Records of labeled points
---
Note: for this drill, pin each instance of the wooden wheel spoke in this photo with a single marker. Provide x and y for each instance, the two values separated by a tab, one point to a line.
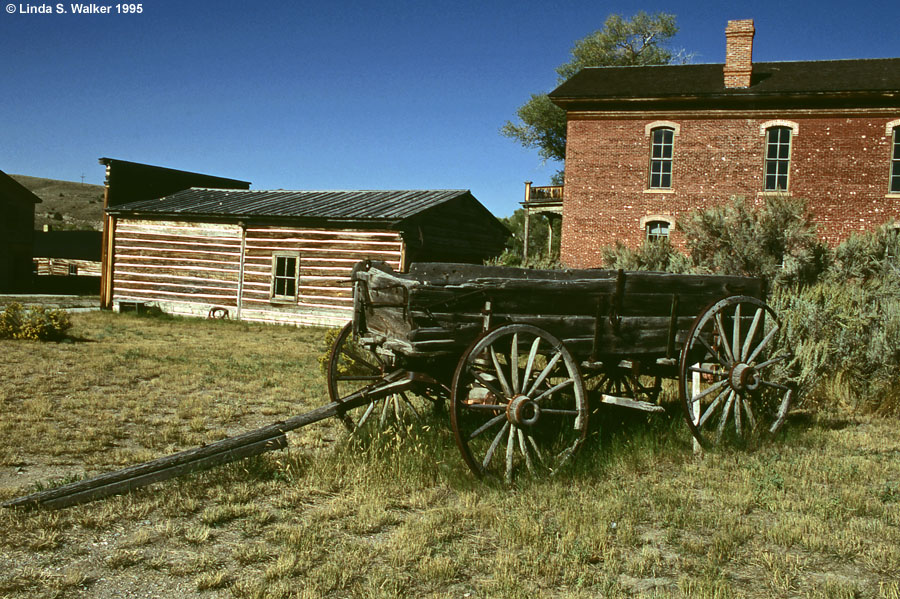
489	454
711	408
524	449
720	326
713	353
724	419
751	333
544	373
500	376
480	377
529	365
534	446
514	364
510	452
366	414
487	425
410	405
762	344
385	407
554	389
711	389
751	420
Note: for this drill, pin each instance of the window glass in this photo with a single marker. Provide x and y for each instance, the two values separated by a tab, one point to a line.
657	230
895	163
284	277
661	158
778	158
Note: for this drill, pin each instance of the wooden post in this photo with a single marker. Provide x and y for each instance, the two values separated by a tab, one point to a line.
527	218
695	405
240	292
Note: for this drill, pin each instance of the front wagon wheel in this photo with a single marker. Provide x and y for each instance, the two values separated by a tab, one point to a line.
732	379
518	403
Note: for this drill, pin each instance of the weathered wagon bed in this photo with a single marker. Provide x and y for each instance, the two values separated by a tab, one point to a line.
440	308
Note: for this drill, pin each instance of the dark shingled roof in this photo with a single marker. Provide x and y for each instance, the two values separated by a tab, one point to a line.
383	206
864	77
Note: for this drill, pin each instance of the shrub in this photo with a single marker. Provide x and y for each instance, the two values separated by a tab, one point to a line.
845	337
775	240
657	256
37	323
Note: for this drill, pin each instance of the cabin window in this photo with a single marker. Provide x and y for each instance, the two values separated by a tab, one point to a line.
657	230
661	144
895	162
778	158
284	276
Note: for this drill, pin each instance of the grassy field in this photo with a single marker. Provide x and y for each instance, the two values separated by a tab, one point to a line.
815	514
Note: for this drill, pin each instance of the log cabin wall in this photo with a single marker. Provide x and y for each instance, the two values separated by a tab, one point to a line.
184	268
325	259
202	269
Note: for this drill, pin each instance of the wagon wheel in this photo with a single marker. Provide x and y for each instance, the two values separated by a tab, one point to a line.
518	403
730	352
353	367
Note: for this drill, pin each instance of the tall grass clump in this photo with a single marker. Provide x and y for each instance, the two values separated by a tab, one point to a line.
36	323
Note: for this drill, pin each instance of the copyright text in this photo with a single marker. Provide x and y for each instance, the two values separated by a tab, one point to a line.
75	9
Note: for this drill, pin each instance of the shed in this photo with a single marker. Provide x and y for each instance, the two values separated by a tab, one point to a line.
16	234
284	256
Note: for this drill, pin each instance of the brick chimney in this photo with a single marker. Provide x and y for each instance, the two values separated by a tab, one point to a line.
739	53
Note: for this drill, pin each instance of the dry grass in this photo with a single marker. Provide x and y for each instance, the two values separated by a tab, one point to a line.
815	515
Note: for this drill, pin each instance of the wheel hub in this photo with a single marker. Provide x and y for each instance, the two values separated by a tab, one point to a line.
744	377
523	411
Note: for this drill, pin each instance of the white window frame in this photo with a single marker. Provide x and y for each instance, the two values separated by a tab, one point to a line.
282	297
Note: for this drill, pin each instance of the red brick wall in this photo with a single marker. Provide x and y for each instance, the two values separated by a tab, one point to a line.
840	165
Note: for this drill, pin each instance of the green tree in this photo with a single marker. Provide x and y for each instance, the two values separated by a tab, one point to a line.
640	40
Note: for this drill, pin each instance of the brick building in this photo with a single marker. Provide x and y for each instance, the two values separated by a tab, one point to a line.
646	144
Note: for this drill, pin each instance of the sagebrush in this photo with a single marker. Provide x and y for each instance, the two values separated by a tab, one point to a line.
36	323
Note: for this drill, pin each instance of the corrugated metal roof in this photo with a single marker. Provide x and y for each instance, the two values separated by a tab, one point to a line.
337	205
871	75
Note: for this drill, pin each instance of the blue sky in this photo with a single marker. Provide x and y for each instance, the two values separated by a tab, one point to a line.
343	95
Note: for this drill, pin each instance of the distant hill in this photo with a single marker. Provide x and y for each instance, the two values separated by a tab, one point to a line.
66	205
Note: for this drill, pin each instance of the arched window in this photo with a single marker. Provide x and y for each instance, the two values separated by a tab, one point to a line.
661	143
657	230
895	161
778	158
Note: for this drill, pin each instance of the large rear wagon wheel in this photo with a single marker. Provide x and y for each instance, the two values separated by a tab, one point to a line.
353	367
518	403
732	380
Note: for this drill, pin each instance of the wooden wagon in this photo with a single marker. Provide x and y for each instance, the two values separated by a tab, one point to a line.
522	354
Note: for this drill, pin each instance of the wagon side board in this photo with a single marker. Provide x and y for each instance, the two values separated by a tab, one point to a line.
601	314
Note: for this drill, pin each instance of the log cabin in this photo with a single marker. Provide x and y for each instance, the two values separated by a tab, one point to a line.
16	234
283	256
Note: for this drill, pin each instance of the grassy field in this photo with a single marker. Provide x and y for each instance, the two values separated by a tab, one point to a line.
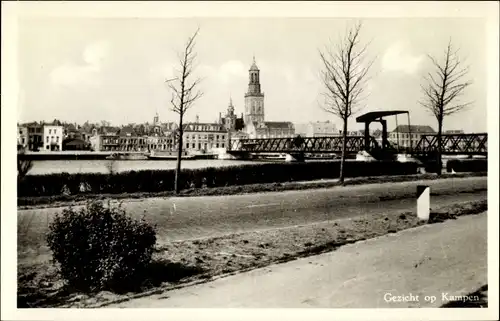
185	262
62	200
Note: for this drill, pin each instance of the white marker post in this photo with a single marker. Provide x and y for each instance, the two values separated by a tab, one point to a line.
423	202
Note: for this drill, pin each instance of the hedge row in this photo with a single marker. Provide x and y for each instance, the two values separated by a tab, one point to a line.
163	180
467	165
---
- **Set exercise**:
Exactly reproduce the lines beginning with the one that contains "Note: for this drill, pin each instance of the white marker" and ending with the last line of the material, both included. Leave out everything else.

- **Task output**:
Note: for this drill, pin each instance of the white marker post in this photo with a single marker. Provide x and y for each instance, the two values separated by a tab, one point to a line.
423	202
Note: for this drill, pin each instance of the hedge row in this photo with a single marker. Provide x and y for each instance, the two values separated by a tab, one point to a line.
163	180
467	165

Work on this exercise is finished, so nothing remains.